* Stated problem 1: Report only how many lines of the records contain the string "ball".

Yet, instead of welcoming the crowds, John attacks them. He challenges their sincerity and suggests that they have come to him out of a sense of self-preservation rather than from a genuine sense of remorse and a desire to change.

But the crowds are sincere. They do not stamp away in high dudgeon, offended by John’s insinuations. Instead they hold their ground and engage John in conversation: “What should we do?” ask the crowds. “What should we do?” ask the tax-collectors. “What should we do?” ask the soldiers. Their desire to turn their lives around is real, John’s rudeness and insolence will not deter them. Because they stay, because they seek to know more, John is forced to accept that their desire to repent is authentic. Their questions demonstrate that the crowds (including the tax-collectors and soldiers) understand that intention must be accompanied by action and that repentance is meaningless unless it is lived out in changed behaviour. “What should we do?” they ask.

And how does John respond? He tells the crowds: “Don’t do just enough – do more than enough.” To the soldiers and the tax-collectors he says: “Don’t use your position to take advantage of others or to treat them badly. Don’t behave in the ways that others expect you to behave – surprise them by refusing to act according to the norm.” To everyone he says: “Don’t conform to the world around you, conform instead to the values and demands of the kingdom. Demonstrate in your lives that you belong to another world, that you belong first and foremost to God.”

It is easy to relegate the story of John the Baptist to history, to believe that his words, his attack on insincerity and hypocrisy belongs to his time and place – to the ingenuous, to the hypocrites and to the unbelievers of the first century. But to make that assumption would be a mistake. John speaks to the crowds, to those who have sought him out. John is addressing people who, like you and I, are trying to do the right thing and to live out their lives faithfully and true. John’s assault on the crowds is like a test. It is intended to shock them into thinking about their lives and to examine their motives. Do they mean what they are doing or is their presence at the river only for outward show? Are they there because they really intend to change or are they there for the circus that is John’s strange appearance and behaviour?

In our age his words challenge us to ask ourselves similar questions. Does our outward behaviour truly represent the state of our hearts? Do we do things for show or because we really mean them? Do we do just enough or do we go over and above to serve God and serve our neighbour?

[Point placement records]
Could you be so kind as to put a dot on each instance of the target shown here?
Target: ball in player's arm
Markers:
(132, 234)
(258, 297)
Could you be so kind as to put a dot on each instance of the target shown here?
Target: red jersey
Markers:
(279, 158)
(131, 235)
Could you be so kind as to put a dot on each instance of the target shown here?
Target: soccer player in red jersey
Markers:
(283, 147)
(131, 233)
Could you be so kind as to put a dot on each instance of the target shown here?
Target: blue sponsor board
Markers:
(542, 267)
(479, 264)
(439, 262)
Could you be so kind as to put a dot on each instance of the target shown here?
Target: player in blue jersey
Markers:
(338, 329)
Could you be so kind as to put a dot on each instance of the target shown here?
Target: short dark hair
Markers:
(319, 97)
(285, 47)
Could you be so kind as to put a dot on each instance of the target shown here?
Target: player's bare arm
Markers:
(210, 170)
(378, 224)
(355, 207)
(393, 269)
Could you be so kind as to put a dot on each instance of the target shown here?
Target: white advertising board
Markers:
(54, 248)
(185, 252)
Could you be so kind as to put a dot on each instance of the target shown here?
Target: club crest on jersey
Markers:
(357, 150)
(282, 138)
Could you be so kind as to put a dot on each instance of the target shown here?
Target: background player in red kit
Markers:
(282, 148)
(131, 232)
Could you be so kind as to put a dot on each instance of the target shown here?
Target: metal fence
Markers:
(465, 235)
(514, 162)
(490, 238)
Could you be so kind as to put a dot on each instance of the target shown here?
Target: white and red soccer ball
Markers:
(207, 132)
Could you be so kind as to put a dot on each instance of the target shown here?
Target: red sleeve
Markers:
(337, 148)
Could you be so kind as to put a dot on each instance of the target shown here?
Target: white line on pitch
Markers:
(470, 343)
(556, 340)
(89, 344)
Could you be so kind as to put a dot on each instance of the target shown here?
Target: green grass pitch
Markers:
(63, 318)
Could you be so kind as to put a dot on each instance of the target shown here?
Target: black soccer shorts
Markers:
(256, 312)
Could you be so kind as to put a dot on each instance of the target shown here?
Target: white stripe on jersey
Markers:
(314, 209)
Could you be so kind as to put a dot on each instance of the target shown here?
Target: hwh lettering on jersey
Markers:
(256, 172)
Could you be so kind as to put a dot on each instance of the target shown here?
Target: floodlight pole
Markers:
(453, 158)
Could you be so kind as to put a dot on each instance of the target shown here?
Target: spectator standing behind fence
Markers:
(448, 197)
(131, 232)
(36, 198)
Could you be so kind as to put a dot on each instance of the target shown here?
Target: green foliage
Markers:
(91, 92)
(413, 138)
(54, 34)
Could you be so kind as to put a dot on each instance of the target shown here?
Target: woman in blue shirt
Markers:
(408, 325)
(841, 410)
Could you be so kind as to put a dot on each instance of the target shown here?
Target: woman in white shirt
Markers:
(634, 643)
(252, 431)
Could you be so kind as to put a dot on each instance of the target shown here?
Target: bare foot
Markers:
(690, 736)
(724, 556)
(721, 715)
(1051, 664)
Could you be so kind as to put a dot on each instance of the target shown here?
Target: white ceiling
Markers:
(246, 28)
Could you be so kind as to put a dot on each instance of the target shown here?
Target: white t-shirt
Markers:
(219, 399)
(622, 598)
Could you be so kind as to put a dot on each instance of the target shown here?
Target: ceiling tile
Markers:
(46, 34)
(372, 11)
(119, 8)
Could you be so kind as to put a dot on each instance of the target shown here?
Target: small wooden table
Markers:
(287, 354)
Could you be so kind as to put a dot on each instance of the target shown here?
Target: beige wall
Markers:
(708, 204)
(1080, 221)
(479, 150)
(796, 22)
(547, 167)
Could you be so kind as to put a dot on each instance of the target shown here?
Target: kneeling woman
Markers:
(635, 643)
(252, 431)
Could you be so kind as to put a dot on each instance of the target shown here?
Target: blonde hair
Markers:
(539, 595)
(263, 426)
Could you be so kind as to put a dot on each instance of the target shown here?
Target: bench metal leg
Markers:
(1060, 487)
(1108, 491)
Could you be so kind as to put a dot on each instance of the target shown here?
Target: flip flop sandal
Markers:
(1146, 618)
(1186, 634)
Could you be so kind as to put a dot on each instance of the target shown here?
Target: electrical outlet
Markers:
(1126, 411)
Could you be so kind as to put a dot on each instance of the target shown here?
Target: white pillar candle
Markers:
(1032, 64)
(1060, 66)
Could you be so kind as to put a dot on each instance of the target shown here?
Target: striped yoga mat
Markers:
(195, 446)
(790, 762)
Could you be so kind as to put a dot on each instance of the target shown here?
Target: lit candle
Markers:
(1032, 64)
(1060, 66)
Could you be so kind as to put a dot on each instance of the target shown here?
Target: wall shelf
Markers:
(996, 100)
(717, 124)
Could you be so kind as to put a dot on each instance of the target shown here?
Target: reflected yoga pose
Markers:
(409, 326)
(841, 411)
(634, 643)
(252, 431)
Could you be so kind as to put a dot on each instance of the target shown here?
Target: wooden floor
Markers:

* Stated problem 2: Summarize the passage on John the Baptist in two sentences.

* Task solution 1: 2

* Task solution 2: Although John challenges their sincerity, the crowds, tax collectors and soldiers stay and ask what they should do, and he tells them to do more than enough, not to use their positions to mistreat others, and to conform to the values of the kingdom rather than to the world. His words are not confined to the first century but challenge people today to ask whether their outward behavior reflects their hearts and whether they go beyond the minimum in serving God and their neighbor.